Directive:
Reproduce each record exactly.

## BEGIN Data supplied

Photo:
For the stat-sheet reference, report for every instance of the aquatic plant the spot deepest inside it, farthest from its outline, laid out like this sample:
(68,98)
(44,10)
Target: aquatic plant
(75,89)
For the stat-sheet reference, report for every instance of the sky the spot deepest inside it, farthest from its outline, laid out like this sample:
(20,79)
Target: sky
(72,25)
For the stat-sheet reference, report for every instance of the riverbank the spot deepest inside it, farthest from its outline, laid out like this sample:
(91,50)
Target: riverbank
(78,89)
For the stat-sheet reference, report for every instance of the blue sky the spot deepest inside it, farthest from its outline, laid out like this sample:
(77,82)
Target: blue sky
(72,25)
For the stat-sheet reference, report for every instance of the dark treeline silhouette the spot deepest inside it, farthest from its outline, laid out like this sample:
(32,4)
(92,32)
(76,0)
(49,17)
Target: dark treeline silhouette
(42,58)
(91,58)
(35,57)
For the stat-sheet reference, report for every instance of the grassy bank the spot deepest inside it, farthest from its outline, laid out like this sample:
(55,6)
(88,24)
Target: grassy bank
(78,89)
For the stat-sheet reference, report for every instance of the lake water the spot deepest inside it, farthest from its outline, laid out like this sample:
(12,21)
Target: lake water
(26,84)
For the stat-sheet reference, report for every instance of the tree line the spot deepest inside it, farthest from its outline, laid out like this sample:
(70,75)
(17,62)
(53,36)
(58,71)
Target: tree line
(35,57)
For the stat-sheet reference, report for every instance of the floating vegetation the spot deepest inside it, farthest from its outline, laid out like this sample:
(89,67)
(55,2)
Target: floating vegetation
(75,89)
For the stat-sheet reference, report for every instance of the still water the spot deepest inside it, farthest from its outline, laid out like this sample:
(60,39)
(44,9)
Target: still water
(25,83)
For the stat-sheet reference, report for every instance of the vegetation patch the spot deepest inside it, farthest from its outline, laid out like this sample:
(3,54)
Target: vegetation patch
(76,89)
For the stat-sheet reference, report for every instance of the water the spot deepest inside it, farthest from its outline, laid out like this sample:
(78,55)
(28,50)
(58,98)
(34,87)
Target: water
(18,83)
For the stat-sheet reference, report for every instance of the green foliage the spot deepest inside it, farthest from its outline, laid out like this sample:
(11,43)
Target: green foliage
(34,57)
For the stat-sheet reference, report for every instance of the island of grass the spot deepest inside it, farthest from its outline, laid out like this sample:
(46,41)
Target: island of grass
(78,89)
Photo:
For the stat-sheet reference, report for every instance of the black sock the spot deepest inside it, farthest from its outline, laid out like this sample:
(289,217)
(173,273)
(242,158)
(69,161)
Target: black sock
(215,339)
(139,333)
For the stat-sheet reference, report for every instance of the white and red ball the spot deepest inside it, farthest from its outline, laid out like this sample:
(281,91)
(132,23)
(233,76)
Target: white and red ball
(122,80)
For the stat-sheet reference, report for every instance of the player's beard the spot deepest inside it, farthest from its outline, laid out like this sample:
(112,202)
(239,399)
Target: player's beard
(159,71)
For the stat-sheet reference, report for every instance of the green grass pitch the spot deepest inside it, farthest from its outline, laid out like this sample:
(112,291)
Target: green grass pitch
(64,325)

## END Data supplied

Written reply:
Photo:
For the stat-sheet reference, report for every instance of the aquatic plant the spot deepest inside it, farthest from its outline, laid out like this sample:
(68,98)
(44,10)
Target: aquatic plant
(75,89)
For the stat-sheet reference, report for every instance of the sky the spot deepest inside it, farthest from its outline, laid out like this sample:
(20,79)
Target: sky
(72,25)
For the stat-sheet reference, report for every instance of the riverbank the spot deepest inside it, farthest from its outline, laid out like this sample:
(91,50)
Target: riverbank
(78,89)
For the stat-sheet reference, report for every instance of the blue sky the spot deepest inside it, farthest from its outline, laid out like this sample:
(77,82)
Target: blue sky
(72,25)
For the stat-sheet reference, report for every instance of the dark treeline silhouette the spot deepest inside it, farthest from its outline, laid out like this sample:
(32,4)
(92,32)
(76,0)
(49,17)
Target: dark treeline silhouette
(42,58)
(91,58)
(35,57)
For the stat-sheet reference, report for every instance of the grassy bank the spot deepest inside it, farthest from its outline, laid out like this sample:
(55,6)
(88,24)
Target: grassy bank
(78,89)
For the stat-sheet reference, report for every instance of the lake water the spot deepest inside it, farthest from its outline, laid out like this sample:
(12,21)
Target: lake water
(26,84)
For the stat-sheet reference, report for every instance of the tree line the spot deepest inside it, farthest from its outline, laid out like this sample:
(70,75)
(17,62)
(53,36)
(58,71)
Target: tree line
(35,57)
For the stat-sheet reference, report for every instance of the floating vegetation the spot deepest inside it, farthest from its outline, laid out like this sample:
(89,67)
(55,2)
Target: floating vegetation
(75,89)
For the stat-sheet reference, report for every instance of the still water the spot deepest inside it, farthest from its outline, laid out like this sample:
(60,39)
(44,9)
Target: still water
(25,83)
For the stat-sheet reference, report for every instance of the vegetation patch the spot deepest inside it, farthest from its outline, laid out like this sample:
(3,54)
Target: vegetation patch
(76,89)
For the stat-sheet reference, report for every instance of the water the spot deepest inside it, farthest from its outline, laid out like this sample:
(78,55)
(28,50)
(58,98)
(34,87)
Target: water
(18,83)
For the stat-sheet reference, report for every instance of the green foliage the spot deepest inside it, farthest from its outline, laid out like this sample:
(11,43)
Target: green foliage
(34,57)
For the stat-sheet reference, report for every instance of the island of grass the spot deepest inside it, farthest from its outline, laid out like this sample:
(46,41)
Target: island of grass
(78,89)
Photo:
For the stat-sheet reference, report for every instance of the black sock the spot deepest inside it, farthest from its outline, laid out like this sample:
(289,217)
(173,273)
(242,158)
(69,161)
Target: black sock
(215,339)
(139,333)
For the stat-sheet reference, report for every instance of the white and red ball the spot deepest inside it, farthest from its outline, laid out like this sample:
(281,91)
(132,23)
(233,76)
Target: white and red ball
(122,80)
For the stat-sheet reference, report for every instance of the player's beard the spot deepest inside it, farthest from its outline, laid out like this sample:
(112,202)
(239,399)
Target: player's beard
(159,71)
For the stat-sheet reference, report for every instance of the green grass pitch the spot deepest inside it, farthest from its outline, laid out like this sample:
(112,291)
Target: green grass pitch
(64,325)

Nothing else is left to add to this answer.